## [Provided text]
Drowsy driving causes more crashes than you think

Posted On June 26 2018 | Firm News,Motor Vehicle Accidents

Most people think of drowsiness as a mild annoyance, not as something that could put them and others’ lives at risk. However, when it comes to getting behind the wheel, drowsiness is not far behind known dangers such as intoxication and distraction in terms of the risks it poses.

recent study that used dashcam footage to analyze drivers’ facial expressions in the time leading up to a crash concluded 9.5 percent of motor vehicle accidents include drowsiness as a factor. This data confirms the suspicion of many safety researchers that incidences of drowsiness that lead to a crash are under-reported, since self-reporting is often the only way to know if a driver was sleepy; unlike drugs and alcohol, a lack of sleep does not show up on a chemical test.

How lack of sleep affects driving

While extreme levels of sleep deprivation can cause serious symptoms such as hallucinations, it takes a far lesser degree of undersleeping to affect driving safety. Missing out on as little as two out of the recommended eight nightly hours of sleep can slow reflexes, increase distraction and blunt judgment. Long before a driver actually begins nodding off, his or her driving becomes increasingly risky.

Knowing the warning signs

Many drivers know to stay off the road when they find themselves falling asleep. However, the time to stop driving (or decide not to get behind the wheel) is when one first notices warning signs such as frequent yawning, heavy eyelids or difficulty focusing. Most importantly, you should know your own patterns. Some people segue abruptly from feeling fully alert to complete exhaustion. The bottom line is, if you know you did not get enough sleep, avoid driving.

What makes drowsiness more likely

Some factors can increase the risk of drowsiness. These may include taking certain medications or driving at a time when you would normally be asleep. For some people, even tiny amounts of alcohol well below the legal limit can impair driving ability. Conditions such as sleep apnea can also lead to drowsiness. If you get eight hours of sleep every night yet somehow do not feel rested, you may need to seek medical attention.

## [Given information]
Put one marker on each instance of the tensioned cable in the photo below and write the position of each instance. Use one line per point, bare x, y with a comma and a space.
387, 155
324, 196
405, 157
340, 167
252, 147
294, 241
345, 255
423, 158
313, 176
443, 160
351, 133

## [Aim of the exercise]
According to the drowsy-driving article, what share of motor vehicle accidents did the dashcam study find include drowsiness as a factor?

## [Exercise output]
9.5 percent